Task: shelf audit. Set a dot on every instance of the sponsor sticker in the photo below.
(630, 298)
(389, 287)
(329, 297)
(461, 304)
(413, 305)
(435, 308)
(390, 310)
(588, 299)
--------------------
Write out all of the records above exactly as they appear.

Task: shelf audit. Set a dot on every instance of the sponsor sticker in the photo below.
(630, 298)
(389, 287)
(329, 297)
(461, 304)
(413, 305)
(435, 308)
(390, 310)
(588, 299)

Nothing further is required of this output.